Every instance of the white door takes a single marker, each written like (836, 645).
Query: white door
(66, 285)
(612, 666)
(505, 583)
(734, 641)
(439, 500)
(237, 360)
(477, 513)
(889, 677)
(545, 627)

--

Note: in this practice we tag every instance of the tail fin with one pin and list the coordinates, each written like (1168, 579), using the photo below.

» **PROBLEM TO SOLVE**:
Count the lines of the data above that contain the string "instance" with case matching, and reply with that number only.

» **EXERCISE SOLUTION**:
2